=== About this task ===
Filter the listing so that only lines with the word "protective" remain.

※

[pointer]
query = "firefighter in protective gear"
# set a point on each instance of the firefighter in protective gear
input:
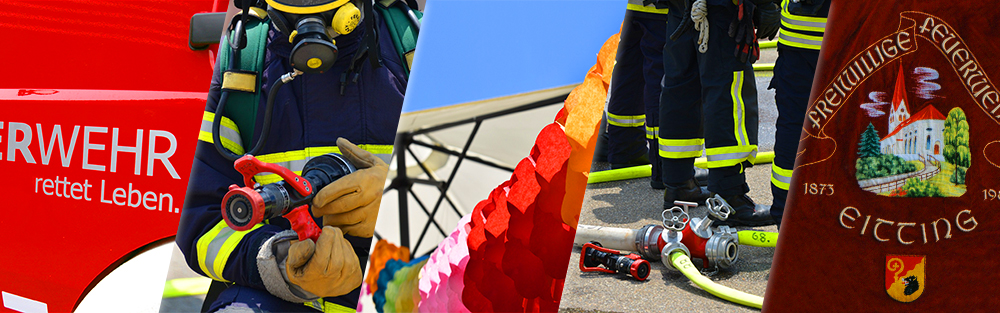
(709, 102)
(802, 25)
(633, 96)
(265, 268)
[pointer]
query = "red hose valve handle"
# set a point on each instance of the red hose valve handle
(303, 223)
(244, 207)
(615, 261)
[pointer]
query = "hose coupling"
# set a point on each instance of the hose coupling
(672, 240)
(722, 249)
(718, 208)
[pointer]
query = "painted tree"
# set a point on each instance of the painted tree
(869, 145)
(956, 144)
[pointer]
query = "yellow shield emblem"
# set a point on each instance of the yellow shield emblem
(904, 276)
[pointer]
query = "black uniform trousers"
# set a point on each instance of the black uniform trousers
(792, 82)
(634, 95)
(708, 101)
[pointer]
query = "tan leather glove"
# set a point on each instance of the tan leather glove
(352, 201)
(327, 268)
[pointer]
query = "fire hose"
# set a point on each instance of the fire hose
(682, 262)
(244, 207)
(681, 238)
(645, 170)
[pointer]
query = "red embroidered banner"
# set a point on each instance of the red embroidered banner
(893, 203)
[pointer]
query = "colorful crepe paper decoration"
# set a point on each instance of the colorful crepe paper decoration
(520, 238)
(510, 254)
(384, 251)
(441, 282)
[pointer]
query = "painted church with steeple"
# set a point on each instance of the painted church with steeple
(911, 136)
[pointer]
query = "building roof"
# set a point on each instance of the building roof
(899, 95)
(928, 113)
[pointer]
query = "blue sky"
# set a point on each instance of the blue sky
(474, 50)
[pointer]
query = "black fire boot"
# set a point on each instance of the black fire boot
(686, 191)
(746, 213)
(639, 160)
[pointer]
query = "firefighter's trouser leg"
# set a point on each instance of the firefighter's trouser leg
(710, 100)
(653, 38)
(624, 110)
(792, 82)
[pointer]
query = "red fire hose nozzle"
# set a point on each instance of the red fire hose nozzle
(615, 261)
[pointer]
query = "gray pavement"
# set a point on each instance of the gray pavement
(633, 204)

※

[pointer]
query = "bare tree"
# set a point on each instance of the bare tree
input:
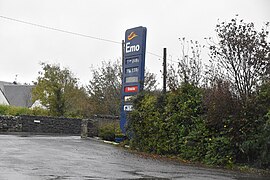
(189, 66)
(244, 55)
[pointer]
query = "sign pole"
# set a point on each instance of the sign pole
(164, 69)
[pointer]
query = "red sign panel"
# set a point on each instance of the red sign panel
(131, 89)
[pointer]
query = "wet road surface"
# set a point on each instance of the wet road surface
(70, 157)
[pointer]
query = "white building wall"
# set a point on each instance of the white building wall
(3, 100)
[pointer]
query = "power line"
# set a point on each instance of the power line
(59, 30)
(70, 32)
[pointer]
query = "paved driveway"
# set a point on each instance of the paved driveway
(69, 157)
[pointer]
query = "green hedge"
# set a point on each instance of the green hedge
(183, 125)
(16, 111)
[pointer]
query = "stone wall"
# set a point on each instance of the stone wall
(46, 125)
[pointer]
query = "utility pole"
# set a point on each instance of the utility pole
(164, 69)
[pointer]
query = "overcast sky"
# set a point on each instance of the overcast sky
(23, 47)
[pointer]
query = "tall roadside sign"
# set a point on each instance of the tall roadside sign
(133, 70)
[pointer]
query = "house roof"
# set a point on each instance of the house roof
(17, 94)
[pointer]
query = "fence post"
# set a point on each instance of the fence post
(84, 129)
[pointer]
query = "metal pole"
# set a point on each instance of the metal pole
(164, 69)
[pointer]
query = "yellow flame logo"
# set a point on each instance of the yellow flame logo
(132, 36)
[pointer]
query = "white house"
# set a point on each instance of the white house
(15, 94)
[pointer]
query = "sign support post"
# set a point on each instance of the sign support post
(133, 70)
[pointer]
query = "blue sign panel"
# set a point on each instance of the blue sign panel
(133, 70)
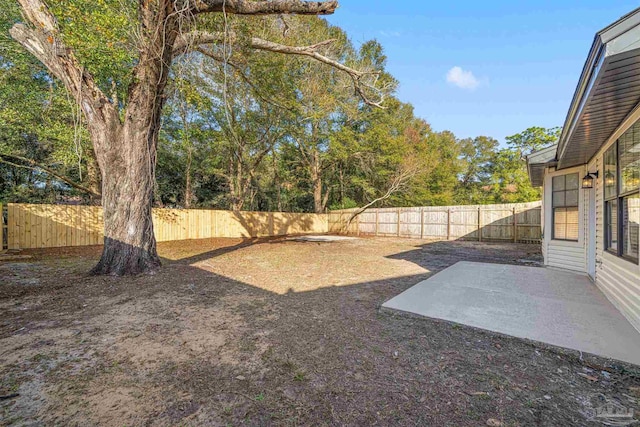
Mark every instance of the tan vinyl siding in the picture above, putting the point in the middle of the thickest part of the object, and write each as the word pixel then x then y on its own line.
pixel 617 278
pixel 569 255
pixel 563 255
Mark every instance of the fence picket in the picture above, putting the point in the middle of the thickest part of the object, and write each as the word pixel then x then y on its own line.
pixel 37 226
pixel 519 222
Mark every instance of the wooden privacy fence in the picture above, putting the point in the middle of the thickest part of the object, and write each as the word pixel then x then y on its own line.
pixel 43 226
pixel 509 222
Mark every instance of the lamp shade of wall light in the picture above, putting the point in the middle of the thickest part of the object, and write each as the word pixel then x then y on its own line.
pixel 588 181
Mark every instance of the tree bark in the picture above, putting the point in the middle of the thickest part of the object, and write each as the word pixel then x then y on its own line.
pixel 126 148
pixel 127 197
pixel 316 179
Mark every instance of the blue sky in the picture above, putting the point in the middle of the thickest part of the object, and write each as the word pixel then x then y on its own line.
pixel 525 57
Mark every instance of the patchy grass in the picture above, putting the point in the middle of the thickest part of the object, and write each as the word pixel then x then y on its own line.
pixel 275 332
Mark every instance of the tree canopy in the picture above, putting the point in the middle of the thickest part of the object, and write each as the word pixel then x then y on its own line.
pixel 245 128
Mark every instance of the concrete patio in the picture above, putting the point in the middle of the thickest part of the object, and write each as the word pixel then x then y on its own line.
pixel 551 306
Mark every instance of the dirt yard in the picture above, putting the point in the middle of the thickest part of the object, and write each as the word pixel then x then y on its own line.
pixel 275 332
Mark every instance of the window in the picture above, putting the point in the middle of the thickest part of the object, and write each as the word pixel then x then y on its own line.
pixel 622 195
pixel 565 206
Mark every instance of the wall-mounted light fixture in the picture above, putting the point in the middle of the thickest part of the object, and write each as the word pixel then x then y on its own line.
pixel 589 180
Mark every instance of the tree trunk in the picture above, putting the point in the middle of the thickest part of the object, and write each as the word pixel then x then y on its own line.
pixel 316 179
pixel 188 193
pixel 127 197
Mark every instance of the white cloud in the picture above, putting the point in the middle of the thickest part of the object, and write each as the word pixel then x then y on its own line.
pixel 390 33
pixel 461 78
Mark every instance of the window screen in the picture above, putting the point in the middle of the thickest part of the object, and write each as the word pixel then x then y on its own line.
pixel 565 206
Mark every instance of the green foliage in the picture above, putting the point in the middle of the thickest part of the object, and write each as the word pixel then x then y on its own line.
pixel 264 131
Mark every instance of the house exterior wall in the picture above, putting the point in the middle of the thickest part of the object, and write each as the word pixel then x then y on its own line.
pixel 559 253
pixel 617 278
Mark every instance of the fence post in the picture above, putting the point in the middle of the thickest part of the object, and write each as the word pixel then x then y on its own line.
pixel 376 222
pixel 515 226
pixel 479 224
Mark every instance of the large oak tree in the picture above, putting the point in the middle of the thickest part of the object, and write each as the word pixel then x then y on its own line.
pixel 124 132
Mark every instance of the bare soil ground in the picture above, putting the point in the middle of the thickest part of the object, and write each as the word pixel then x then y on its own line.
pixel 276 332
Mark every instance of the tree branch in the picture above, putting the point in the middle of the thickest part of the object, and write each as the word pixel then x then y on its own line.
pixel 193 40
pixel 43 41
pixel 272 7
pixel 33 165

※

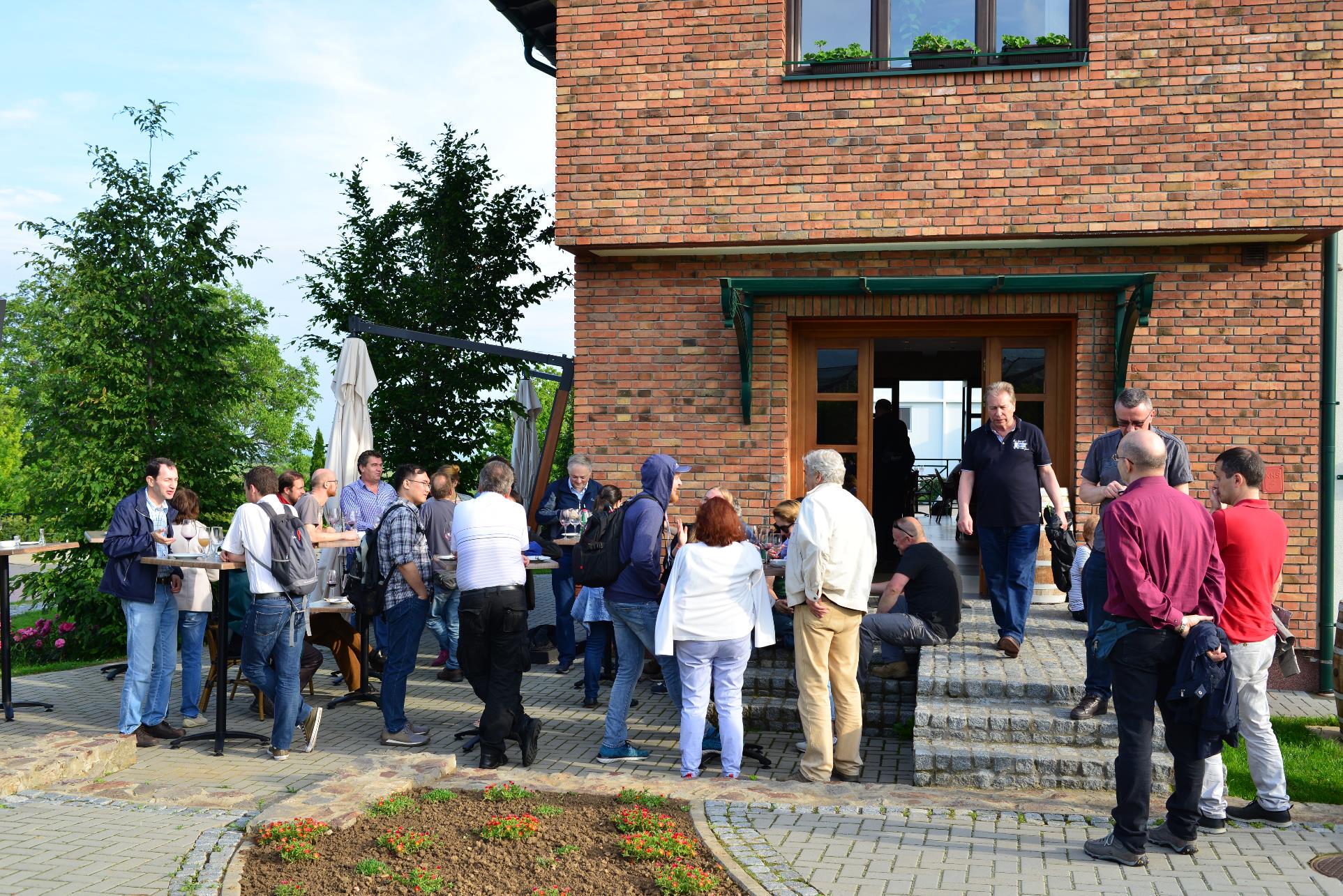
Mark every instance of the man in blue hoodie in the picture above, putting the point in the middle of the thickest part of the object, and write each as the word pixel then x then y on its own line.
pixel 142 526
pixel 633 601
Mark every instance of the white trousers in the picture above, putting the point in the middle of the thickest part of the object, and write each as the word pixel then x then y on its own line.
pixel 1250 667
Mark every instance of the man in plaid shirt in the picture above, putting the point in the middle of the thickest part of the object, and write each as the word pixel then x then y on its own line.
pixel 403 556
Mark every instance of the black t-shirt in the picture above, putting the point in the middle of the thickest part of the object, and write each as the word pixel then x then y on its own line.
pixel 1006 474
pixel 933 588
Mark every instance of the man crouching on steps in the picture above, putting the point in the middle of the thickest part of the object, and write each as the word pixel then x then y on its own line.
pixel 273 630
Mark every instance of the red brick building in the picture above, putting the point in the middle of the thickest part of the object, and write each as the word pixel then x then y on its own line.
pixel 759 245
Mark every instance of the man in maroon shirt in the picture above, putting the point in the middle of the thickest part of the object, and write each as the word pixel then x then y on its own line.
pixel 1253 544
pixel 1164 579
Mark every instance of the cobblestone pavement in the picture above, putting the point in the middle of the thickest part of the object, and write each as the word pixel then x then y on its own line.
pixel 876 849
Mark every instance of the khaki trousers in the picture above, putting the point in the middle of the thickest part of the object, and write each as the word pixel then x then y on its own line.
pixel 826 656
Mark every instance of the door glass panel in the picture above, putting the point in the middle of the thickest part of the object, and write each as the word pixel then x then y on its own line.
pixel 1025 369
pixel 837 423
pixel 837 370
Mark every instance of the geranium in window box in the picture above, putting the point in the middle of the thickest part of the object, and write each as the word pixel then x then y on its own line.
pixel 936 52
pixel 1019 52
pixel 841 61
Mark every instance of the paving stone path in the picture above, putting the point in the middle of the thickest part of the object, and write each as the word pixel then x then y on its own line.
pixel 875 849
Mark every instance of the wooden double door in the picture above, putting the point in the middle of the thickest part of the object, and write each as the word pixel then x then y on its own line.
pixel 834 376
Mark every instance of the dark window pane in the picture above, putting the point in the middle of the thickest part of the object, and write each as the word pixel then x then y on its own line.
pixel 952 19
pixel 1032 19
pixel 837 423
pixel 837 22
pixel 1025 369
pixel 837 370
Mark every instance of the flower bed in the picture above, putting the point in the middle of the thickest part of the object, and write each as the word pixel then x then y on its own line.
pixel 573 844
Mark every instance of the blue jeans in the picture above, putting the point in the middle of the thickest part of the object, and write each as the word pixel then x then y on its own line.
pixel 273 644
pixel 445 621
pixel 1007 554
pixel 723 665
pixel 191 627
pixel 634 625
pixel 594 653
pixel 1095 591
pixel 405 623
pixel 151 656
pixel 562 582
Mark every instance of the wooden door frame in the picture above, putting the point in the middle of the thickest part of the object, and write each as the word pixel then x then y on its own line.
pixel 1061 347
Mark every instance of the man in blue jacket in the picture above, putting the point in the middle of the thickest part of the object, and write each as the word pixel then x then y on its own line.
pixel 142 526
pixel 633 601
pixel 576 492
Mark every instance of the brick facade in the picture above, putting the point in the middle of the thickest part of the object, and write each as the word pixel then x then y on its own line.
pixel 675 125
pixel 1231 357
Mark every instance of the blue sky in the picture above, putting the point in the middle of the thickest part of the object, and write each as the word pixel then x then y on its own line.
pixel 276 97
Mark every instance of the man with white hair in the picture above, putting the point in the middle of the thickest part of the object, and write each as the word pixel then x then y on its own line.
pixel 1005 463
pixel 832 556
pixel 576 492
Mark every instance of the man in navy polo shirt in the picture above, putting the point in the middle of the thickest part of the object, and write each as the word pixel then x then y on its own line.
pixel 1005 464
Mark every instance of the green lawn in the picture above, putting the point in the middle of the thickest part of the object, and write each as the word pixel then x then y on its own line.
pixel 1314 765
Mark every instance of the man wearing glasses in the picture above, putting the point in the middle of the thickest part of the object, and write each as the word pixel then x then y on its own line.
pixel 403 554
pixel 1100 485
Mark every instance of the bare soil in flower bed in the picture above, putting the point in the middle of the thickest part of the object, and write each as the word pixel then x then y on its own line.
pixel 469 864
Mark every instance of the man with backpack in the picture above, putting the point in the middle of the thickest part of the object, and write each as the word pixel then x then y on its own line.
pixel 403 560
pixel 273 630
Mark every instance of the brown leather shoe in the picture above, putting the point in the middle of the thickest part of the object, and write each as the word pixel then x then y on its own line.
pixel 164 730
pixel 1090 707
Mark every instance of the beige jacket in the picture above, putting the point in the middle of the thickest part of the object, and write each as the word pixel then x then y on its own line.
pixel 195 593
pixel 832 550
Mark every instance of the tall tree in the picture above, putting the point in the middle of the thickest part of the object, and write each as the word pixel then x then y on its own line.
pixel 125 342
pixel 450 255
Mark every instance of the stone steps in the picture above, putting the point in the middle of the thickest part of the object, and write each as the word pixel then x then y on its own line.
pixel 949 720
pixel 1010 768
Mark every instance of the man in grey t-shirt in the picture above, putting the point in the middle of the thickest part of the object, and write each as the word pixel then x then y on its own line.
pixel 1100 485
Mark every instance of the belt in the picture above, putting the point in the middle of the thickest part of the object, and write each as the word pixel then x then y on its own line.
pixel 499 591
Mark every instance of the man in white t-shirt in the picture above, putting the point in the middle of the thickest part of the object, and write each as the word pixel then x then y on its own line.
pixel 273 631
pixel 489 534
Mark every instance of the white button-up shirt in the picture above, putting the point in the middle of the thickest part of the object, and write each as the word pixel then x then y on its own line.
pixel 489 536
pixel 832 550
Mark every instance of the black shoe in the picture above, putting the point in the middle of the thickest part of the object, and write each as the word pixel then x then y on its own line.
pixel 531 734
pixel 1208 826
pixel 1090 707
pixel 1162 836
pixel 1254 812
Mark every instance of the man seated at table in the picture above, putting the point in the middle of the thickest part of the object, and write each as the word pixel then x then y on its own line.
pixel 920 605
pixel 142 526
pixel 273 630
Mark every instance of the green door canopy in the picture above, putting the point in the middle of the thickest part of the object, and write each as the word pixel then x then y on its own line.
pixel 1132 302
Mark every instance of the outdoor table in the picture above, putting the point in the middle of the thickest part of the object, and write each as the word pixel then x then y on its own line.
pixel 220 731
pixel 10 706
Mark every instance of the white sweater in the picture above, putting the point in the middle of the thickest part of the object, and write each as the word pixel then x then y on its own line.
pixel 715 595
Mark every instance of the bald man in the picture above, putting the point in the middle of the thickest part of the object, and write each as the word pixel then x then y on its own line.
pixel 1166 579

※

=== Solution to the problem ===
query = "firefighter in protective gear"
# set a point on each instance of the firefighter in protective gear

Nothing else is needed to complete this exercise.